### QUOTED TEXT

--------------------------------

MiniCPM-V MiniCPM-V & o Cookbook

Official Fine-tuning Scripts

We provide official scripts for fine-tuning pretrained MiniCPM-V / MiniCPM-o models on downstream tasks, using transformers Trainer and DeepSpeed.

Supported models: MiniCPM-V-4, MiniCPM-o-2_6, MiniCPM-V-2_6, MiniCPM-Llama3-V-2_5, MiniCPM-V-2.

1. Data Preparation

Each data sample should be a dictionary containing the image path and multi-turn conversation content. For example:

{
  "image": "path/to/image.jpg",
  "conversations": [
    {"role": "user", "content": "Describe this image."},
    {"role": "assistant", "content": "This is a cat."}
  ]
}

Multi-image Input Format

To support multiple images, the image field should be a dictionary, with keys like <image_00>, <image_01>, and values as image paths:

{
  "image": {
    "<image_00>": "path/to/image1.jpg",
    "<image_01>": "path/to/image2.jpg"

--------------------------------

### EXERCISE TASK 1
Give only the number of lines in the rows below that contain the string "with". Case counts.

### DATA FOR THIS EXERCISE
--------------------------------

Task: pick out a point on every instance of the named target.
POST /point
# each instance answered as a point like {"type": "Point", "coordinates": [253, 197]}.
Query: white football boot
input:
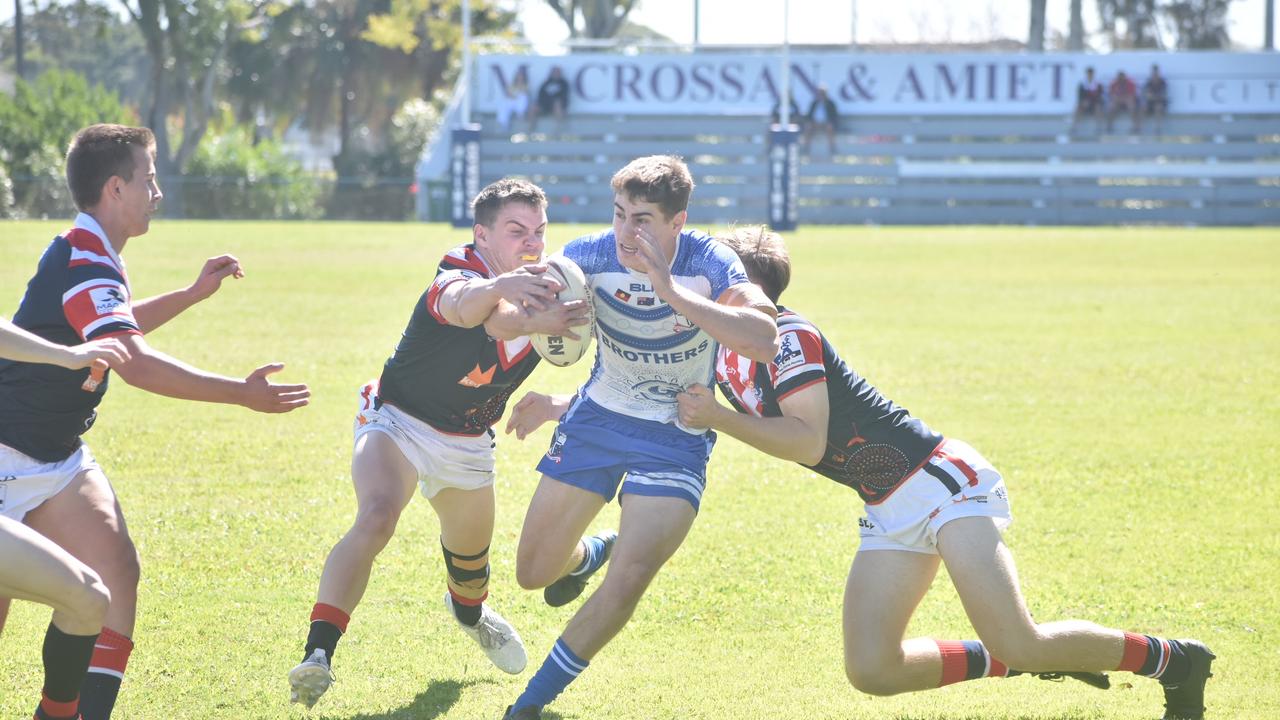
{"type": "Point", "coordinates": [310, 679]}
{"type": "Point", "coordinates": [496, 636]}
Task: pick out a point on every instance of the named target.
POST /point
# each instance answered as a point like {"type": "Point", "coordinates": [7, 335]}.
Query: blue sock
{"type": "Point", "coordinates": [593, 557]}
{"type": "Point", "coordinates": [558, 670]}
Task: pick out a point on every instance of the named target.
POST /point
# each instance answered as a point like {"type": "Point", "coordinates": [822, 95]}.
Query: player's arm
{"type": "Point", "coordinates": [508, 322]}
{"type": "Point", "coordinates": [155, 372]}
{"type": "Point", "coordinates": [534, 410]}
{"type": "Point", "coordinates": [799, 434]}
{"type": "Point", "coordinates": [17, 343]}
{"type": "Point", "coordinates": [469, 302]}
{"type": "Point", "coordinates": [154, 311]}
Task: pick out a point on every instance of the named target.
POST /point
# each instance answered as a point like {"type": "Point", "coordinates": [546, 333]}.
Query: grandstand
{"type": "Point", "coordinates": [928, 169]}
{"type": "Point", "coordinates": [964, 139]}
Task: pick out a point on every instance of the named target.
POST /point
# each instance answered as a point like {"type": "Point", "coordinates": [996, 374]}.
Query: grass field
{"type": "Point", "coordinates": [1124, 381]}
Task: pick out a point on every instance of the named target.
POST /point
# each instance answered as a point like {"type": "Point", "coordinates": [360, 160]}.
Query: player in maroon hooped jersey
{"type": "Point", "coordinates": [428, 420]}
{"type": "Point", "coordinates": [81, 292]}
{"type": "Point", "coordinates": [929, 500]}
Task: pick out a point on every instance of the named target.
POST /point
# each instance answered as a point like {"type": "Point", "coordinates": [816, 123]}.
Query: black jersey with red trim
{"type": "Point", "coordinates": [80, 292]}
{"type": "Point", "coordinates": [872, 443]}
{"type": "Point", "coordinates": [455, 379]}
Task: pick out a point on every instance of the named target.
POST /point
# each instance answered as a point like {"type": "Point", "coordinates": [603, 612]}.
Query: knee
{"type": "Point", "coordinates": [375, 523]}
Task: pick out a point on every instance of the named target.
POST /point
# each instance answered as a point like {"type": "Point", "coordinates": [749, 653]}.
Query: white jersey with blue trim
{"type": "Point", "coordinates": [645, 352]}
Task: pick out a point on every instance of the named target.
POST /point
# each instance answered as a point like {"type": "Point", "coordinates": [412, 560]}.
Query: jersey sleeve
{"type": "Point", "coordinates": [725, 269]}
{"type": "Point", "coordinates": [799, 363]}
{"type": "Point", "coordinates": [96, 301]}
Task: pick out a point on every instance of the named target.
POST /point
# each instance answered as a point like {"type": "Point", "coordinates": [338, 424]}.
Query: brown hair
{"type": "Point", "coordinates": [763, 254]}
{"type": "Point", "coordinates": [100, 153]}
{"type": "Point", "coordinates": [496, 195]}
{"type": "Point", "coordinates": [662, 180]}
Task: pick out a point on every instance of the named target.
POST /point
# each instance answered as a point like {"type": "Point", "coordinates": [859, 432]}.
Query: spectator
{"type": "Point", "coordinates": [822, 117]}
{"type": "Point", "coordinates": [516, 101]}
{"type": "Point", "coordinates": [1155, 98]}
{"type": "Point", "coordinates": [1088, 99]}
{"type": "Point", "coordinates": [1123, 99]}
{"type": "Point", "coordinates": [552, 99]}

--------------------------------

### EXERCISE TASK 2
According to the fine-tuning page, which two tools do the official fine-tuning scripts use?

### SOLUTION 1
2

### SOLUTION 2
Transformers Trainer and DeepSpeed.